* _PROBLEM TO SOLVE_
Reproduce the records below in full, replacing each occurrence of "even-odd" with "nonzero" and leaving everything else untouched.

>> Begin

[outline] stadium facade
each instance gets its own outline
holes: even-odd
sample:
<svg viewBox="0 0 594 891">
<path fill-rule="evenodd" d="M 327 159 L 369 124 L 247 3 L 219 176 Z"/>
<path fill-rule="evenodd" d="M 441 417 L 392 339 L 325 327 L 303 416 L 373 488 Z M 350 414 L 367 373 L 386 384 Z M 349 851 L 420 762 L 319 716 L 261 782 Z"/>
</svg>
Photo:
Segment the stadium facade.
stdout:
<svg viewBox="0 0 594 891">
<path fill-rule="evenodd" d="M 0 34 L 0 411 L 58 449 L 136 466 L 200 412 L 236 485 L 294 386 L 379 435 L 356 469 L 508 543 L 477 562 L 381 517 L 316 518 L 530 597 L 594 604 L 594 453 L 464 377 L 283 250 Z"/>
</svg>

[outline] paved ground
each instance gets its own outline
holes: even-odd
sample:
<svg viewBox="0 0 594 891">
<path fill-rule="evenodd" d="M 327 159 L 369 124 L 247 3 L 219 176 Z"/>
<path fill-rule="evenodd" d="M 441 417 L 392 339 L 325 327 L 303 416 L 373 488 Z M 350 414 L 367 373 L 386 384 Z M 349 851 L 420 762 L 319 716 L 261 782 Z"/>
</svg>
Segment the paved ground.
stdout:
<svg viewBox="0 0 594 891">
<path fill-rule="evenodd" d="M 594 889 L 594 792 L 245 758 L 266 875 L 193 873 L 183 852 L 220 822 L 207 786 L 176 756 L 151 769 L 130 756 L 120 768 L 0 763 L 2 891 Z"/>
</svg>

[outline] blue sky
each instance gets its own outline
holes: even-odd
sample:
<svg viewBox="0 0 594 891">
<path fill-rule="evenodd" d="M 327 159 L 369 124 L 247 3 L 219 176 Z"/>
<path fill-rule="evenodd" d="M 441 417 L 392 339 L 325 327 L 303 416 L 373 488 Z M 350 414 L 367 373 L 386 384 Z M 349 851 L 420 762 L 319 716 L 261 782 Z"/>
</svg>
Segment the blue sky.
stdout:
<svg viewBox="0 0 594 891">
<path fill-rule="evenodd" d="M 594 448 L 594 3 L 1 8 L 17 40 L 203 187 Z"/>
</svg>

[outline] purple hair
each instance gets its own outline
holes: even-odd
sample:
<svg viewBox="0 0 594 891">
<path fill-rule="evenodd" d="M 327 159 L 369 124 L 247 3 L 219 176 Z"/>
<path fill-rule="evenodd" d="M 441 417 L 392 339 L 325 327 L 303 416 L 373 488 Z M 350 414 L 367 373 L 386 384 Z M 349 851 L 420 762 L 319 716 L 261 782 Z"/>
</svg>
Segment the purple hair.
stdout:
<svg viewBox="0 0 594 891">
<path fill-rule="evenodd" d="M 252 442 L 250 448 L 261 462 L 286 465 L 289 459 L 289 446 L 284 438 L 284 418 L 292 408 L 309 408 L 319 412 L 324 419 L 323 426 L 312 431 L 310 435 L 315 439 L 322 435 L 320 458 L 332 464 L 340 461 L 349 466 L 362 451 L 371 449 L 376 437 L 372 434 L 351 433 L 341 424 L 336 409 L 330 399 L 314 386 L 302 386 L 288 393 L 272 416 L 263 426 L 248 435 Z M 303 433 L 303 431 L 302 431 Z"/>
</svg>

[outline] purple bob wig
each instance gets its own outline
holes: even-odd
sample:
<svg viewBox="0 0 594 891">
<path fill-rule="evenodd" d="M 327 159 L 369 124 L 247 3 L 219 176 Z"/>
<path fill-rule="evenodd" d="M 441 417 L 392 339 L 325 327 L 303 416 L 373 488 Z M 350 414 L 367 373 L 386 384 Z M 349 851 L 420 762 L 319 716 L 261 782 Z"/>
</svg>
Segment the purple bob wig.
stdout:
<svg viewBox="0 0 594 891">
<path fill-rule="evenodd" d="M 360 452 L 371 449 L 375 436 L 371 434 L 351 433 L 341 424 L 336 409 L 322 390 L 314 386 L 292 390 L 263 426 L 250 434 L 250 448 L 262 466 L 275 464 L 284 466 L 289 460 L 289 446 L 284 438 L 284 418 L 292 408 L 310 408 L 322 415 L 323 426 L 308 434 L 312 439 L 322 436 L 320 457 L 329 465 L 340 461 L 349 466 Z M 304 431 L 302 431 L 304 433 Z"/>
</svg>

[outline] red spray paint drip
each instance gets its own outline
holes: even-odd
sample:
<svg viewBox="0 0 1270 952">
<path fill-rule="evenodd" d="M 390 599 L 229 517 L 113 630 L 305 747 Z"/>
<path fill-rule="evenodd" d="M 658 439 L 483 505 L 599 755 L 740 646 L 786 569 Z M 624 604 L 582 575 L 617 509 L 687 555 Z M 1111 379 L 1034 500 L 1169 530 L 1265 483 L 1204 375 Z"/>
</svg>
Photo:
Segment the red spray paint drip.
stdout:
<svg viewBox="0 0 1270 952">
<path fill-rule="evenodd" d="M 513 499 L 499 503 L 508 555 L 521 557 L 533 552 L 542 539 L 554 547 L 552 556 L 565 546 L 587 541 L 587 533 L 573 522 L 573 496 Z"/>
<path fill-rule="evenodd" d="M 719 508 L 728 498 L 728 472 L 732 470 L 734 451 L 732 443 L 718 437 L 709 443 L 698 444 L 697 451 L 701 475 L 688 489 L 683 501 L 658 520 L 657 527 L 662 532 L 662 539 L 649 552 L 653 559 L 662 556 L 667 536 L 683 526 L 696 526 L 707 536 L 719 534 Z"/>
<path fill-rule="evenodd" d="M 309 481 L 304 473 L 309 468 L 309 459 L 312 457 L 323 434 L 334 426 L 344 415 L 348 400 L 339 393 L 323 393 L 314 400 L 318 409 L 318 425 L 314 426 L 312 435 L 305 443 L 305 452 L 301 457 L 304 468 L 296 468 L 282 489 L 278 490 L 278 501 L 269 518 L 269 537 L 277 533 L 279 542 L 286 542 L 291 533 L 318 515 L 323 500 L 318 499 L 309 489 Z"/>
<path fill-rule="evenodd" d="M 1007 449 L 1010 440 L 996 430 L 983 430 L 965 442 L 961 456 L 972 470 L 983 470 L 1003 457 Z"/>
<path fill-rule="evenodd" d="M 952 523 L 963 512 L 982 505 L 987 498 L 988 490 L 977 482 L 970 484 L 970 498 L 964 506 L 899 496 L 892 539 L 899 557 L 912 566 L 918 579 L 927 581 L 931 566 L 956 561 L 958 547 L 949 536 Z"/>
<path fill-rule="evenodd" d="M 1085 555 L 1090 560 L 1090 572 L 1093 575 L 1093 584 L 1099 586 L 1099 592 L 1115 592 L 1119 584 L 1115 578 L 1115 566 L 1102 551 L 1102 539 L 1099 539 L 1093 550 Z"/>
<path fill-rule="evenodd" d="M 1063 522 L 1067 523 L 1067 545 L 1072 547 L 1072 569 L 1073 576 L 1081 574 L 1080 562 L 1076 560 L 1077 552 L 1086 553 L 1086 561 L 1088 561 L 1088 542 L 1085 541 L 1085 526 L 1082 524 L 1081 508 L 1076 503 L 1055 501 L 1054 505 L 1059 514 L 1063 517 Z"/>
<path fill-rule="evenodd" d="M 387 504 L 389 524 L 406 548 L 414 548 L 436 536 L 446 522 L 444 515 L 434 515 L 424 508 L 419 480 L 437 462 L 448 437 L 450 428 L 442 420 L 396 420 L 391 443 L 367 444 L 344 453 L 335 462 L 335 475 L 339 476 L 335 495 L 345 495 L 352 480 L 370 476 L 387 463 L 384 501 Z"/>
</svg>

>> End

* _EXERCISE OUTPUT_
[outline] stadium facade
each instance gets its own outline
holes: nonzero
sample:
<svg viewBox="0 0 594 891">
<path fill-rule="evenodd" d="M 327 159 L 369 124 L 247 3 L 219 176 Z"/>
<path fill-rule="evenodd" d="M 441 417 L 392 339 L 325 327 L 303 416 L 373 488 Z M 350 414 L 367 373 L 386 384 Z M 349 851 L 420 762 L 319 716 L 261 782 Z"/>
</svg>
Photo:
Segment the stadium facade.
stdout:
<svg viewBox="0 0 594 891">
<path fill-rule="evenodd" d="M 0 34 L 0 411 L 58 449 L 136 466 L 200 412 L 236 485 L 294 386 L 379 435 L 356 469 L 508 543 L 477 562 L 381 517 L 316 518 L 530 597 L 594 604 L 594 453 L 464 377 L 283 250 Z"/>
</svg>

[outline] paved ground
each instance gets its own outline
holes: nonzero
sample:
<svg viewBox="0 0 594 891">
<path fill-rule="evenodd" d="M 327 159 L 369 124 L 247 3 L 219 176 Z"/>
<path fill-rule="evenodd" d="M 441 417 L 392 339 L 325 327 L 303 416 L 373 488 Z M 350 414 L 367 373 L 386 384 Z M 349 851 L 420 762 L 319 716 L 261 782 Z"/>
</svg>
Segment the paved ground.
stdout:
<svg viewBox="0 0 594 891">
<path fill-rule="evenodd" d="M 594 889 L 594 792 L 245 758 L 266 875 L 193 873 L 183 852 L 220 822 L 207 786 L 176 756 L 151 769 L 130 756 L 120 768 L 0 763 L 2 891 Z"/>
</svg>

[outline] blue sky
each instance gets its own outline
holes: nonzero
sample:
<svg viewBox="0 0 594 891">
<path fill-rule="evenodd" d="M 327 159 L 369 124 L 247 3 L 219 176 Z"/>
<path fill-rule="evenodd" d="M 441 417 L 392 339 L 325 327 L 303 416 L 373 488 Z M 350 414 L 367 373 L 386 384 Z M 349 851 L 420 762 L 319 716 L 261 782 Z"/>
</svg>
Segment the blue sky.
stdout:
<svg viewBox="0 0 594 891">
<path fill-rule="evenodd" d="M 594 448 L 594 3 L 1 8 L 17 40 L 203 187 Z"/>
</svg>

[outline] purple hair
each instance gets its own outline
holes: nonzero
sample:
<svg viewBox="0 0 594 891">
<path fill-rule="evenodd" d="M 327 159 L 369 124 L 247 3 L 219 176 Z"/>
<path fill-rule="evenodd" d="M 441 417 L 392 339 L 325 327 L 303 416 L 373 488 Z M 350 414 L 367 373 L 386 384 Z M 349 851 L 420 762 L 319 716 L 261 782 Z"/>
</svg>
Segment the purple hair.
stdout:
<svg viewBox="0 0 594 891">
<path fill-rule="evenodd" d="M 252 442 L 250 448 L 261 462 L 286 465 L 289 459 L 289 446 L 284 438 L 284 418 L 292 408 L 309 408 L 319 412 L 324 419 L 323 426 L 312 431 L 310 435 L 315 439 L 322 435 L 320 458 L 332 464 L 340 461 L 349 466 L 362 451 L 371 449 L 376 437 L 372 434 L 351 433 L 341 424 L 336 409 L 330 399 L 314 386 L 302 386 L 288 393 L 272 416 L 263 426 L 248 435 Z M 303 433 L 303 431 L 302 431 Z"/>
</svg>

[outline] purple bob wig
each instance gets its own outline
holes: nonzero
sample:
<svg viewBox="0 0 594 891">
<path fill-rule="evenodd" d="M 327 159 L 369 124 L 247 3 L 219 176 Z"/>
<path fill-rule="evenodd" d="M 441 417 L 392 339 L 325 327 L 303 416 L 373 488 Z M 350 414 L 367 373 L 386 384 Z M 349 851 L 420 762 L 319 716 L 261 782 Z"/>
</svg>
Segment the purple bob wig.
stdout:
<svg viewBox="0 0 594 891">
<path fill-rule="evenodd" d="M 360 452 L 371 449 L 375 436 L 371 434 L 351 433 L 341 424 L 336 409 L 322 390 L 314 386 L 292 390 L 263 426 L 250 434 L 250 448 L 262 466 L 275 464 L 284 466 L 289 460 L 289 446 L 284 438 L 284 418 L 292 408 L 310 408 L 322 415 L 323 426 L 308 434 L 312 439 L 322 436 L 320 457 L 329 465 L 340 461 L 349 466 Z M 304 431 L 302 431 L 304 433 Z"/>
</svg>

[outline] red spray paint drip
each instance gets its own outline
holes: nonzero
sample:
<svg viewBox="0 0 1270 952">
<path fill-rule="evenodd" d="M 390 599 L 229 517 L 113 630 L 305 747 Z"/>
<path fill-rule="evenodd" d="M 658 439 L 483 505 L 599 755 L 740 646 L 786 569 Z M 624 604 L 582 575 L 617 509 L 687 555 Z M 1111 379 L 1034 500 L 1169 530 L 1265 483 L 1204 375 Z"/>
</svg>
Photo:
Segment the red spray paint drip.
stdout:
<svg viewBox="0 0 1270 952">
<path fill-rule="evenodd" d="M 513 499 L 499 503 L 508 555 L 521 557 L 533 552 L 542 539 L 554 547 L 552 556 L 565 546 L 587 541 L 587 533 L 573 522 L 573 496 Z"/>
<path fill-rule="evenodd" d="M 719 508 L 728 498 L 728 472 L 732 470 L 734 451 L 732 443 L 718 437 L 709 443 L 698 444 L 697 451 L 701 475 L 688 489 L 683 501 L 658 520 L 657 527 L 662 532 L 662 539 L 649 552 L 653 559 L 662 556 L 667 536 L 683 526 L 696 526 L 707 536 L 719 534 Z"/>
<path fill-rule="evenodd" d="M 309 481 L 304 473 L 309 468 L 309 459 L 312 457 L 323 434 L 334 426 L 344 415 L 348 400 L 339 393 L 323 393 L 314 400 L 318 409 L 318 425 L 314 426 L 312 435 L 305 443 L 305 452 L 301 457 L 304 468 L 296 468 L 282 489 L 278 490 L 278 501 L 269 518 L 269 537 L 277 533 L 279 542 L 286 542 L 291 533 L 318 515 L 323 500 L 318 499 L 309 489 Z"/>
<path fill-rule="evenodd" d="M 1007 449 L 1010 440 L 996 430 L 983 430 L 965 442 L 961 456 L 972 470 L 983 470 L 1003 457 Z"/>
<path fill-rule="evenodd" d="M 952 523 L 963 512 L 982 505 L 987 498 L 988 490 L 977 482 L 970 484 L 970 498 L 964 506 L 899 496 L 892 539 L 899 557 L 912 566 L 918 579 L 927 581 L 931 566 L 956 561 L 958 547 L 949 536 Z"/>
<path fill-rule="evenodd" d="M 1085 555 L 1090 560 L 1090 572 L 1093 575 L 1093 584 L 1099 586 L 1099 592 L 1115 592 L 1119 584 L 1115 578 L 1115 566 L 1102 551 L 1102 539 L 1099 539 L 1093 550 Z"/>
<path fill-rule="evenodd" d="M 1063 522 L 1067 523 L 1067 545 L 1072 547 L 1072 569 L 1073 576 L 1081 574 L 1080 562 L 1076 560 L 1077 552 L 1086 553 L 1086 561 L 1088 561 L 1088 542 L 1085 541 L 1085 526 L 1082 524 L 1081 508 L 1076 503 L 1055 501 L 1054 505 L 1059 514 L 1063 517 Z"/>
<path fill-rule="evenodd" d="M 387 504 L 389 524 L 406 548 L 414 548 L 436 536 L 446 522 L 444 515 L 434 515 L 424 508 L 419 480 L 437 462 L 448 437 L 450 428 L 442 420 L 396 420 L 391 443 L 367 444 L 344 453 L 335 462 L 335 475 L 339 476 L 335 495 L 345 495 L 352 480 L 370 476 L 387 463 L 384 501 Z"/>
</svg>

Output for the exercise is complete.